───── Provided records ─────

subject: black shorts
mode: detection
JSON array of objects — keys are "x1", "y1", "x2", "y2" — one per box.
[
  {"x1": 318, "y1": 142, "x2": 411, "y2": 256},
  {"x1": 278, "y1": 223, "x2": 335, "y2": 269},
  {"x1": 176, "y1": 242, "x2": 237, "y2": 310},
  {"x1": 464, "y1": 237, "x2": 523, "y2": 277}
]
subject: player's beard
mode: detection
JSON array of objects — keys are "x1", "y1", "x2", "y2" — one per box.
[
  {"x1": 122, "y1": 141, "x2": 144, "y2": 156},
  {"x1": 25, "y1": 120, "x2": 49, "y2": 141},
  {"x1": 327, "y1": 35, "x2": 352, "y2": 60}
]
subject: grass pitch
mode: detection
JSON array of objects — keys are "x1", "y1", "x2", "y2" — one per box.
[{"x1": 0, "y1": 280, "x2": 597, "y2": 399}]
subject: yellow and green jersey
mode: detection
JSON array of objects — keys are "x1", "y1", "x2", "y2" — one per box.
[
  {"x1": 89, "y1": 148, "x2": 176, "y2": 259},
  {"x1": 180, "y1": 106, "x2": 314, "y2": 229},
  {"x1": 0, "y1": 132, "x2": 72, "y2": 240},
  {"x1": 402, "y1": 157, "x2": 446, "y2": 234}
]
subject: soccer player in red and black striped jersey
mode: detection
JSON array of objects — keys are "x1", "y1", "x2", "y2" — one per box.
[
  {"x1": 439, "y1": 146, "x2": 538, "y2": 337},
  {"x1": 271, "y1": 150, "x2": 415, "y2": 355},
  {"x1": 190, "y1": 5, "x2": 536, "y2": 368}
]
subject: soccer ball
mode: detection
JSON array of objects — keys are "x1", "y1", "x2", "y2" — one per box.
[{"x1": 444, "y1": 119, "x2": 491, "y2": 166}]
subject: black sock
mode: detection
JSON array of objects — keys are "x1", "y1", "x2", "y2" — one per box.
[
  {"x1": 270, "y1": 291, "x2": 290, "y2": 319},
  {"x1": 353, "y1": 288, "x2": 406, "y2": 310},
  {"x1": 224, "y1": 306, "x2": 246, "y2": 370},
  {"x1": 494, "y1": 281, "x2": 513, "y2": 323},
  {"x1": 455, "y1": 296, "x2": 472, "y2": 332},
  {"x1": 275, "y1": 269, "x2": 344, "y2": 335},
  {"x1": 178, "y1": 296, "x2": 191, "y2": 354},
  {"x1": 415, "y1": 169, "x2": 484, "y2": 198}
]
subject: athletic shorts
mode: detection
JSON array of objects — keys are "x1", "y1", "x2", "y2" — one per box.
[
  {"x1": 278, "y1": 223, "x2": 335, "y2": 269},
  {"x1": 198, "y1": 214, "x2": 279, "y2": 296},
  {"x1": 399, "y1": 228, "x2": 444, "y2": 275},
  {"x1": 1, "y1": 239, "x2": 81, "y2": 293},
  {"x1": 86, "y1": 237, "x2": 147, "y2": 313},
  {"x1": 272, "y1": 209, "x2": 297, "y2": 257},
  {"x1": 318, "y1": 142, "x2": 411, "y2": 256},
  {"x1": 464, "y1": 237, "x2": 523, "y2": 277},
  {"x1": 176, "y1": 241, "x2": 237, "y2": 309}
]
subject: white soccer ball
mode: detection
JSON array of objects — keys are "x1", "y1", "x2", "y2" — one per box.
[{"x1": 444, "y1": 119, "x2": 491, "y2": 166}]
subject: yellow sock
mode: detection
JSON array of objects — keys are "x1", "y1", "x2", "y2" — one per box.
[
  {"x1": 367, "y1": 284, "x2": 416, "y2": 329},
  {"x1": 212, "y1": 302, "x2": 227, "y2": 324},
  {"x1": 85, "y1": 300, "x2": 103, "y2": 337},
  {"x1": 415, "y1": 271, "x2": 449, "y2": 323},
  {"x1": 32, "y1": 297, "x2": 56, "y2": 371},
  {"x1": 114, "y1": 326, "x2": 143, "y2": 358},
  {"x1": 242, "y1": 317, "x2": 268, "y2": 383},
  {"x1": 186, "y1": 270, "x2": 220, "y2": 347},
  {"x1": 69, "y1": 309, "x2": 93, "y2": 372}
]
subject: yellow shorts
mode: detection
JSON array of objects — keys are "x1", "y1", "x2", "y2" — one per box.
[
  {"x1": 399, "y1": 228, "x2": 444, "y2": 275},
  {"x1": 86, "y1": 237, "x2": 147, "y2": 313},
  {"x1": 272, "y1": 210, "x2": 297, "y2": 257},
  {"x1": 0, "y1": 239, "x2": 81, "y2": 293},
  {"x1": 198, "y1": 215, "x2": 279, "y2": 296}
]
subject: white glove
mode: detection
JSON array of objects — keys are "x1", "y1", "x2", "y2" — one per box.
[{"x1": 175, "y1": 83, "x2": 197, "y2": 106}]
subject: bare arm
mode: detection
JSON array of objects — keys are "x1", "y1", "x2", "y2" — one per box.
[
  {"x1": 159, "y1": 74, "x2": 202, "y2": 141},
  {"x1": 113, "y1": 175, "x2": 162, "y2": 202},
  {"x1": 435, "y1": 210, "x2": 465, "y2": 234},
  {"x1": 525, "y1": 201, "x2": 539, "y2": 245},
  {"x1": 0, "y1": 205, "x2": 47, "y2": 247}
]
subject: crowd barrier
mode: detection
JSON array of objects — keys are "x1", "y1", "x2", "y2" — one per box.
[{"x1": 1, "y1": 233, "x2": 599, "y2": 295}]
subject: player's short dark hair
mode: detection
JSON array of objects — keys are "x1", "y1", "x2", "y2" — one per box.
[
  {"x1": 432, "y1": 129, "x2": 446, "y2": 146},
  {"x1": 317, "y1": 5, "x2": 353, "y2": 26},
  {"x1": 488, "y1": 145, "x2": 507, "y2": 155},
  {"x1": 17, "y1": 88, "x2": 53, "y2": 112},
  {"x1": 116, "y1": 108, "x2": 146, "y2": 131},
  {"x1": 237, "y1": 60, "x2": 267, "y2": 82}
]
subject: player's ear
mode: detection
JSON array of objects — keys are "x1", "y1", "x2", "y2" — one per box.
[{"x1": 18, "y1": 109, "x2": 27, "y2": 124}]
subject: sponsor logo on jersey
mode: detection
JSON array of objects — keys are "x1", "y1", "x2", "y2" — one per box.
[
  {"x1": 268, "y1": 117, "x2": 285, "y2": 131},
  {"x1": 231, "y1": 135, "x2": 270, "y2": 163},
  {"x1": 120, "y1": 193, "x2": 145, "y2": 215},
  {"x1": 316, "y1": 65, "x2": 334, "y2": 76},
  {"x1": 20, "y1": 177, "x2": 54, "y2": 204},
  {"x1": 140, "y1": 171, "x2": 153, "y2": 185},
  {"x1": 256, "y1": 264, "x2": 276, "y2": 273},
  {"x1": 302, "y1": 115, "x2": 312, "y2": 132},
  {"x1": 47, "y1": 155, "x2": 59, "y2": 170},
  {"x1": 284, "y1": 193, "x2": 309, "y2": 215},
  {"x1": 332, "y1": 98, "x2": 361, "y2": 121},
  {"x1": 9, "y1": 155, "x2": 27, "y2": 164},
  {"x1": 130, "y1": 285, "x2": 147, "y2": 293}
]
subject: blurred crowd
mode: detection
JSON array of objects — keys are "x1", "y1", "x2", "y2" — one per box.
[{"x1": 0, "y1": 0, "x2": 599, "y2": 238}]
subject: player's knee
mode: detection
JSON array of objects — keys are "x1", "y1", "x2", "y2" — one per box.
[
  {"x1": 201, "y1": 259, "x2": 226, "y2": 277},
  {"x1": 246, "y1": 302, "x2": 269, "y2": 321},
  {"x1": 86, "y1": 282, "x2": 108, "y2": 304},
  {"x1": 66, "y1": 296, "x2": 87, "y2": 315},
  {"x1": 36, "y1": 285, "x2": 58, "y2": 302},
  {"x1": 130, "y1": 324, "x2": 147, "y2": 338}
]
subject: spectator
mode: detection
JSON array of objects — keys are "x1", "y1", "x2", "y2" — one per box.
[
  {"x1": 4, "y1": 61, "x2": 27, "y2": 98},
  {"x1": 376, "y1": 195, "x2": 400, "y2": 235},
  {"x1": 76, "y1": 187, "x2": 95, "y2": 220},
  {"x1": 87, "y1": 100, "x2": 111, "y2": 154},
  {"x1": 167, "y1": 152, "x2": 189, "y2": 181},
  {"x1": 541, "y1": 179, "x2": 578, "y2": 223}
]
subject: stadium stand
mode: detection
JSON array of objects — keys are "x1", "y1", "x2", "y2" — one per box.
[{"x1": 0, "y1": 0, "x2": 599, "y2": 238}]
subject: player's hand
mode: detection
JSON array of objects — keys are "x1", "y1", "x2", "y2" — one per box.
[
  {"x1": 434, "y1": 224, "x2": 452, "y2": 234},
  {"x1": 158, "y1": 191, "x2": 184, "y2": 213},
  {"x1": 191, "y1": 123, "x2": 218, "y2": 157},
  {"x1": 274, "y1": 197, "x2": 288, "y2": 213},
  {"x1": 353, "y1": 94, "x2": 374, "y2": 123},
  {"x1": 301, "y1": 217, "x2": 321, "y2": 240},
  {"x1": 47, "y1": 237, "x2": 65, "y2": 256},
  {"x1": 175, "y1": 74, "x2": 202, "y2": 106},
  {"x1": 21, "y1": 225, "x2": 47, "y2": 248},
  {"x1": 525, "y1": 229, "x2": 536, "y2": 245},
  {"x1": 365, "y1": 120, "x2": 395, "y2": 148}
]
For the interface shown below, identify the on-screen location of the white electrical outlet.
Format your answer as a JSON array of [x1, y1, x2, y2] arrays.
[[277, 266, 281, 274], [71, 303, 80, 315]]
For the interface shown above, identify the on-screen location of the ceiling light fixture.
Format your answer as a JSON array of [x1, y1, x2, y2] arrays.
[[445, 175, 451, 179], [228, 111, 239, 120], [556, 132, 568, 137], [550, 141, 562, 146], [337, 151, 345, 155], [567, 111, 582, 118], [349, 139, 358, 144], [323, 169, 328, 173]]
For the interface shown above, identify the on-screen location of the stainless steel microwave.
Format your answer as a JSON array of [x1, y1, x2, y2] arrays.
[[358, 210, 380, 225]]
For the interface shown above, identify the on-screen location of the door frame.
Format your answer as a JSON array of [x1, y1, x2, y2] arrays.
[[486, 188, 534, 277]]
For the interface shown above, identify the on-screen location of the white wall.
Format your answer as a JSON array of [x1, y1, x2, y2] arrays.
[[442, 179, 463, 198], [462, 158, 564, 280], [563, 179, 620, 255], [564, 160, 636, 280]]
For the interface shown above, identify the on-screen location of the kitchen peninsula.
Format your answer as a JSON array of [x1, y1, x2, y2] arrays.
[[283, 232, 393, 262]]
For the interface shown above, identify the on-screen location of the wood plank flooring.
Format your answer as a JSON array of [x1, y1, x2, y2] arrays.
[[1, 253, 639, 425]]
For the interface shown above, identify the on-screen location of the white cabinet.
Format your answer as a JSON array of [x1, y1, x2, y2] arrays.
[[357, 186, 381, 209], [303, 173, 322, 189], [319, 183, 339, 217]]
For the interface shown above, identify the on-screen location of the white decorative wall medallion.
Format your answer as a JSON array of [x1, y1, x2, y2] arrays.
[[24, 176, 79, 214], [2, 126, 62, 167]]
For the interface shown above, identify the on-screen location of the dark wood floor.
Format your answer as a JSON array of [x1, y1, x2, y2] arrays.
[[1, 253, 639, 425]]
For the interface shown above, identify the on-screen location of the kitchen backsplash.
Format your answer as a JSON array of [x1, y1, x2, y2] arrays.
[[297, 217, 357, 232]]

─────

## Exercise prompt
The lines of the records that contain the string "shorts" should be located and copied.

## Task result
subject: black shorts
subject: athletic shorts
subject: yellow shorts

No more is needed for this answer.